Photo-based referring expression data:
* * *

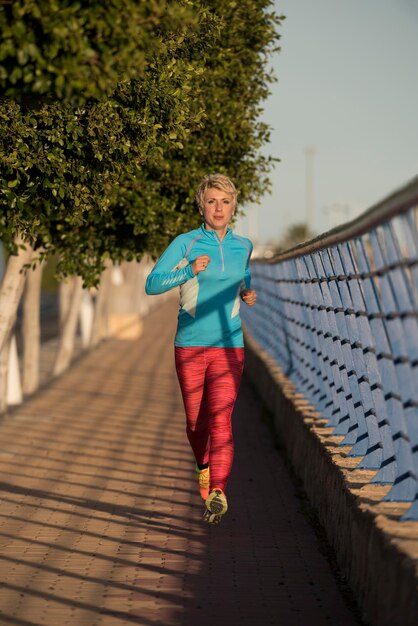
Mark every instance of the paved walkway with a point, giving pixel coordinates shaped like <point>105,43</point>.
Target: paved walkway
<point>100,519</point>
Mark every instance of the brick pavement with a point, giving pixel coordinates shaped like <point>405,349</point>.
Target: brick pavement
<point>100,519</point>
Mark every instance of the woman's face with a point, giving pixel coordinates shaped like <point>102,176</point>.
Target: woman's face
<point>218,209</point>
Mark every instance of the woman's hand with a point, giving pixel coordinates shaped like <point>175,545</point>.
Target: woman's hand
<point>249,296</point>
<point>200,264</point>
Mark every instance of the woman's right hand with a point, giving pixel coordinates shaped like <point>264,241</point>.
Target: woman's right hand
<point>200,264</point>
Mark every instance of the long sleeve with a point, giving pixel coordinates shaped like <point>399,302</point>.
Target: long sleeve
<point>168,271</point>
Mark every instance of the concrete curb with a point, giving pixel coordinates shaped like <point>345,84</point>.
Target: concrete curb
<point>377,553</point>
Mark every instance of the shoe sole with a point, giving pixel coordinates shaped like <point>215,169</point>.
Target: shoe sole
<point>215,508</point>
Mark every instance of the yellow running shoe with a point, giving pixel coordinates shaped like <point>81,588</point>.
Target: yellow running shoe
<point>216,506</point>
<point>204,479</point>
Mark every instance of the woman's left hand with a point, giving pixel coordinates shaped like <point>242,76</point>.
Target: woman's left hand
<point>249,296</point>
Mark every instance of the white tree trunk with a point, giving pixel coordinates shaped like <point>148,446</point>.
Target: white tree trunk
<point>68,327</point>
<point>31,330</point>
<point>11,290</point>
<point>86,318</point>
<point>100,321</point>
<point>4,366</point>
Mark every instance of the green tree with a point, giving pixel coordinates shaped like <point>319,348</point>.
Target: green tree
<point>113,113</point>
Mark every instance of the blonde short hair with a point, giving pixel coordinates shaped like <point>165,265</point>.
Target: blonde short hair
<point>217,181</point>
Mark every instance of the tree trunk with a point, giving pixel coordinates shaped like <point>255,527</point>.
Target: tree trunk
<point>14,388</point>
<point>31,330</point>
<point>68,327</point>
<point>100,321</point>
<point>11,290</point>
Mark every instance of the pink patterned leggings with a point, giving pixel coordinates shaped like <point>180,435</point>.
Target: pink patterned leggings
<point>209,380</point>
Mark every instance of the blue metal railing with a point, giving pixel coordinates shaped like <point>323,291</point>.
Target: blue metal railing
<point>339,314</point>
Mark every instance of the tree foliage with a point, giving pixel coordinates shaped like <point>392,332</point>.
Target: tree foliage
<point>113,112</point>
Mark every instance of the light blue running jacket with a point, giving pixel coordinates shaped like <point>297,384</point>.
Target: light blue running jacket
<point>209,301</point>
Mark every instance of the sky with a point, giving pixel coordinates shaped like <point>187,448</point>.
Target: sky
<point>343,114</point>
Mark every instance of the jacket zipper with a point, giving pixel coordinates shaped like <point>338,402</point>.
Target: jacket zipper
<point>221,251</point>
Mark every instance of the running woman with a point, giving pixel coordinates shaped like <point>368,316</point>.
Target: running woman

* * *

PROBLEM STATEMENT: Your copy should match the records word for word, with the pictures removed.

FINISHED TASK:
Mark every instance of the paved walkway with a point, giving pixel coordinates shaped like <point>105,43</point>.
Target: paved walkway
<point>100,519</point>
Mark every instance of the brick pavement with a point, giving pixel coordinates shaped like <point>405,349</point>.
Target: brick pavement
<point>100,519</point>
Mark every instance of the woman's face with a point, giving pixel coordinates shaped like <point>102,176</point>.
Target: woman's face
<point>218,209</point>
Mark every instance of the woman's hand with a point, giving pixel coordinates shaped like <point>175,545</point>.
Target: woman's hand
<point>249,296</point>
<point>200,264</point>
Mark every instance of the woman's right hand with a point, giving pixel coordinates shaped like <point>264,241</point>.
Target: woman's right hand
<point>200,264</point>
Mark every instance of the long sleeve with a point, giving pixel coordinates shaped like <point>399,302</point>.
Target: long sleeve
<point>168,271</point>
Mark every instance of the concrete curb with a point, giving pixel coordinates shaped like <point>345,84</point>.
Target: concrete curb
<point>377,553</point>
Mark every instance of the shoe sole with a point, giving pixel coordinates shaped like <point>215,169</point>.
Target: shoe sole
<point>215,508</point>
Mark every instance of the yellow running shoe with a point, giving pixel coordinates shaped like <point>81,588</point>.
Target: yellow running shoe
<point>216,506</point>
<point>204,479</point>
Mark every instance of the woman's left hand with a point, giving pixel coordinates shaped like <point>242,76</point>.
Target: woman's left hand
<point>249,296</point>
Mark every instance of the white tree trunk with a point, giving pixel coordinates shaped like <point>148,446</point>.
Target: white tree trunk
<point>68,327</point>
<point>31,330</point>
<point>11,290</point>
<point>86,318</point>
<point>100,321</point>
<point>4,366</point>
Mark every instance of the green tree with a point, giving pixel coordinates shaped like <point>319,348</point>.
Target: green tree
<point>113,113</point>
Mark every instance of the blonde short hair with a point, giving pixel coordinates shaped like <point>165,265</point>.
Target: blonde short hair
<point>217,181</point>
Mark every instance of the tree trunk with a point, giving pixel coordinates shaped like <point>255,527</point>.
Target: tree trunk
<point>14,388</point>
<point>31,330</point>
<point>68,327</point>
<point>100,321</point>
<point>11,290</point>
Mark every instance of the pink patterned leggings with a point, giving pixel coordinates shaped like <point>180,435</point>.
Target: pink patterned leggings
<point>209,380</point>
Mark every instance of the blue metal railing with a point, giving pixel coordinates shaped like <point>323,291</point>.
Target: blue metal railing
<point>339,314</point>
Mark every instance of the tree foliage with a point, giving pixel coordinates shaped like <point>392,332</point>.
Target: tree foliage
<point>113,112</point>
Mark every instance of the light blue running jacket with a point, giving pixel coordinates shaped like <point>297,384</point>.
Target: light blue running jacket
<point>209,301</point>
Mark every instance of the sky with a point, giving pixel coordinates shaped like <point>187,448</point>.
Target: sky
<point>343,114</point>
Mark every instance of the jacket zipper with a point, giving pixel coordinates shaped like <point>338,402</point>.
Target: jacket zipper
<point>221,251</point>
Mark every instance of the running woman with a point, giving pixel coordinates shaped like <point>368,316</point>.
Target: running woman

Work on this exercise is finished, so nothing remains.